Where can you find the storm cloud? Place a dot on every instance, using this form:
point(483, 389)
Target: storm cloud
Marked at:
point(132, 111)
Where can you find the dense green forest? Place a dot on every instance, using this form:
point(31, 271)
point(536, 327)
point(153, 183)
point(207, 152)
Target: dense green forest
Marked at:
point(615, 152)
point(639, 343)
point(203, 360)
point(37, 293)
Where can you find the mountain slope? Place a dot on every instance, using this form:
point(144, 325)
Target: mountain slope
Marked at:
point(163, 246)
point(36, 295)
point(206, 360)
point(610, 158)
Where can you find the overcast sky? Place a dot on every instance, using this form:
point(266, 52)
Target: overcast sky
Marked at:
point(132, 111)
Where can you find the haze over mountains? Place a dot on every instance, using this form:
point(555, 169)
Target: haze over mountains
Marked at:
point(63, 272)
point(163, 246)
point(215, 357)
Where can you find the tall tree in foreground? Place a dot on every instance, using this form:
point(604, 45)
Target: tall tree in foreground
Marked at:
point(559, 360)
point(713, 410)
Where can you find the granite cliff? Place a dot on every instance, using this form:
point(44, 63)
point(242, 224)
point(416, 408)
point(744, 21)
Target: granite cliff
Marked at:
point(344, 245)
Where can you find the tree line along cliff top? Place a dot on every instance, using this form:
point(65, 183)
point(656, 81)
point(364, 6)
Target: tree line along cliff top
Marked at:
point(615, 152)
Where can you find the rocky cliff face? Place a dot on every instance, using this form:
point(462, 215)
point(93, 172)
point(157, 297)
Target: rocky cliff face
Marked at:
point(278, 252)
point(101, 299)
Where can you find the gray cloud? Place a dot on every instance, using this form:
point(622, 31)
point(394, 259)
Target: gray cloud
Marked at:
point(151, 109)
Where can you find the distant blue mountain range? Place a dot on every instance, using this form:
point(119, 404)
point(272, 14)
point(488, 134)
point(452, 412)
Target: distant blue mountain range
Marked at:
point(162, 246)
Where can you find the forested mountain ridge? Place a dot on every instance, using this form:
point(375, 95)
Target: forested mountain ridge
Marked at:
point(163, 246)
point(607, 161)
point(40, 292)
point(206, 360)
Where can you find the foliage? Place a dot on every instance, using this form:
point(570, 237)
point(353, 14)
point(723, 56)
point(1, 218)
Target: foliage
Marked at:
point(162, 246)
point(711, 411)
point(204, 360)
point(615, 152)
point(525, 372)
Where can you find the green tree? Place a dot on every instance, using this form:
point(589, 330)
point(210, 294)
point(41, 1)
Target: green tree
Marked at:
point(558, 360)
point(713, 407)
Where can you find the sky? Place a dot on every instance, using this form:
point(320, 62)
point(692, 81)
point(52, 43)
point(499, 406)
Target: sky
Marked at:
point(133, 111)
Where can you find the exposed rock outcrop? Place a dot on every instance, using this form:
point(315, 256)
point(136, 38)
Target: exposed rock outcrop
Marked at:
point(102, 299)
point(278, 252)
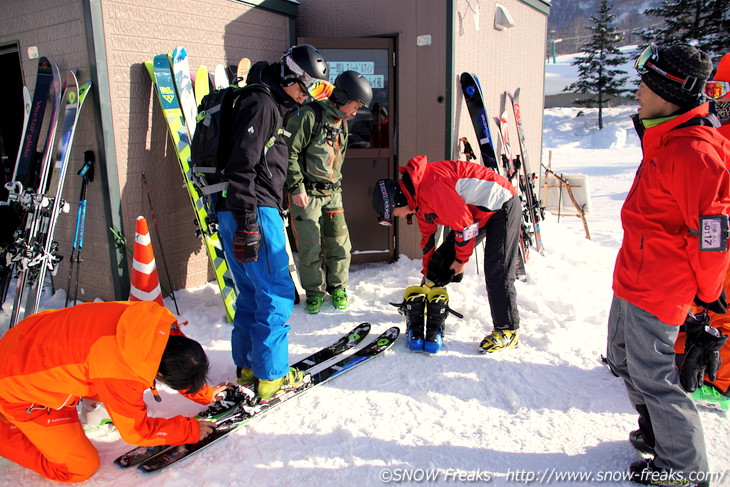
----
上の項目をすべて、一字一句変えずに書き写すこと。画像は答えに含めない。

完成した課題 –
Where can you find the storm cloud? Place a dot on every instance, using this form:
point(483, 389)
Target: storm cloud
Marked at:
point(132, 111)
Where can you find the dense green forest? Place a dot on every instance, using this form:
point(31, 271)
point(536, 327)
point(153, 183)
point(207, 152)
Target: dense green forest
Marked at:
point(615, 152)
point(639, 343)
point(203, 360)
point(37, 293)
Where can you find the mountain slope? Place a dot on every instance, using this form:
point(144, 325)
Target: mountain slope
Marked at:
point(163, 246)
point(36, 295)
point(206, 360)
point(610, 158)
Where can you find the overcast sky? Place a dot on every instance, using this form:
point(266, 52)
Target: overcast sky
Marked at:
point(132, 111)
Where can you find the haze over mountains? Place a dot on every instance, using this form:
point(555, 169)
Target: haze over mountains
Marked at:
point(63, 272)
point(163, 246)
point(215, 357)
Where can you find the tall tree in foreground? Place a dot on every instance, using this form:
point(604, 45)
Target: tall tree in foreground
Marked at:
point(559, 360)
point(713, 410)
Where can you find the granite cliff? Place a dot on every instance, using this form:
point(44, 63)
point(242, 224)
point(416, 408)
point(744, 21)
Target: granite cliff
Marked at:
point(344, 245)
Where can you find the tree line along cliff top? Place a dot on every instance, using this form:
point(65, 183)
point(656, 81)
point(364, 6)
Target: tree line along cliff top
Marked at:
point(615, 152)
Where can you find the rocky cliff face? Place a dot on every instance, using this form:
point(462, 215)
point(93, 172)
point(157, 297)
Target: rocky cliff face
Marked at:
point(278, 252)
point(101, 299)
Where can you find the gray cloud? Place a dot on every instance, using this form:
point(622, 31)
point(394, 259)
Target: gray cloud
Marked at:
point(151, 109)
Where can you find the distant blue mountain range? Place a dot on every instance, using this form:
point(119, 404)
point(272, 14)
point(488, 134)
point(452, 412)
Target: distant blue mountain range
Marked at:
point(162, 246)
Where can you find the forested mountain ridge? Place a dot on every instance, using this form:
point(375, 95)
Target: forested mountain ridge
Marked at:
point(163, 246)
point(607, 161)
point(40, 292)
point(206, 360)
Where can you find the foliage? Place a dot on every instance, using this form:
point(570, 237)
point(353, 14)
point(723, 56)
point(1, 218)
Target: foliage
Marked at:
point(162, 246)
point(711, 411)
point(204, 360)
point(615, 152)
point(525, 372)
Where can you find the green tree? Place a dot on every instance, using this form:
point(589, 330)
point(210, 294)
point(41, 1)
Target: green tree
Marked at:
point(558, 360)
point(713, 407)
Where can you find the sky? Place a dot on every instance, using this form:
point(320, 62)
point(692, 81)
point(52, 43)
point(499, 406)
Target: sky
Marked at:
point(133, 111)
Where can you find the exposed rock outcrop? Place a dot on every instance, using this form:
point(315, 256)
point(136, 38)
Target: exposed rock outcrop
Marked at:
point(102, 299)
point(278, 252)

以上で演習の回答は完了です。